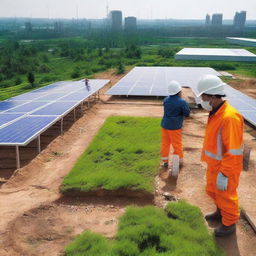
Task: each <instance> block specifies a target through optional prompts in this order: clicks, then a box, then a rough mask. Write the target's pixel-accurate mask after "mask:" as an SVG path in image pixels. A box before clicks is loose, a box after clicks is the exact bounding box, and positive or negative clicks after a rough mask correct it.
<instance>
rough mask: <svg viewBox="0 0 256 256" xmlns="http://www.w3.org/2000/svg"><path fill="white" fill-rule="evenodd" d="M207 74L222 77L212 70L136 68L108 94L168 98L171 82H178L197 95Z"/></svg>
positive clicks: (197, 69)
mask: <svg viewBox="0 0 256 256" xmlns="http://www.w3.org/2000/svg"><path fill="white" fill-rule="evenodd" d="M206 74H212V75H217V76H221V74H220V73H218V72H217V71H215V70H214V69H212V68H197V67H136V68H134V69H133V70H132V71H131V72H130V73H128V74H127V75H126V76H125V77H124V78H122V79H121V80H120V81H119V82H118V83H117V84H116V85H115V86H113V87H112V88H111V89H110V90H108V91H107V94H110V95H125V96H167V95H168V93H167V87H168V84H169V83H170V81H171V80H176V81H178V82H180V84H181V85H182V86H183V87H190V88H191V89H192V90H193V91H194V93H197V83H198V81H199V79H200V77H201V76H203V75H206Z"/></svg>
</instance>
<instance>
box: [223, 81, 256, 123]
mask: <svg viewBox="0 0 256 256" xmlns="http://www.w3.org/2000/svg"><path fill="white" fill-rule="evenodd" d="M225 93H226V95H227V99H228V102H229V103H230V105H232V106H233V107H234V108H235V109H237V110H238V111H239V112H240V113H241V114H242V115H243V117H244V119H245V120H247V121H248V122H249V123H251V124H252V125H254V126H256V100H255V99H253V98H251V97H249V96H247V95H245V94H243V93H241V92H240V91H238V90H236V89H234V88H232V87H231V86H227V87H226V89H225Z"/></svg>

────────────────────────────────────────

§ Action item: Rewrite the rows from the very beginning through the line containing "positive clicks: (197, 69)", changing "rough mask" to "coarse mask" and leaving everything else the same. Leave the pictures out.

§ Output below:
Task: each <instance> block specifies a target through optional prompts in this order: clicks, then a box, then a coarse mask. Write the target's pixel-accurate mask after "mask:" as an SVG path in image pixels. A box before clicks is loose, a box after clicks is the exact bounding box, and positive or negative clicks after a coarse mask correct it.
<instance>
coarse mask: <svg viewBox="0 0 256 256" xmlns="http://www.w3.org/2000/svg"><path fill="white" fill-rule="evenodd" d="M207 74L222 77L212 70L136 68L108 94L168 98L171 82H178L197 95Z"/></svg>
positive clicks: (197, 69)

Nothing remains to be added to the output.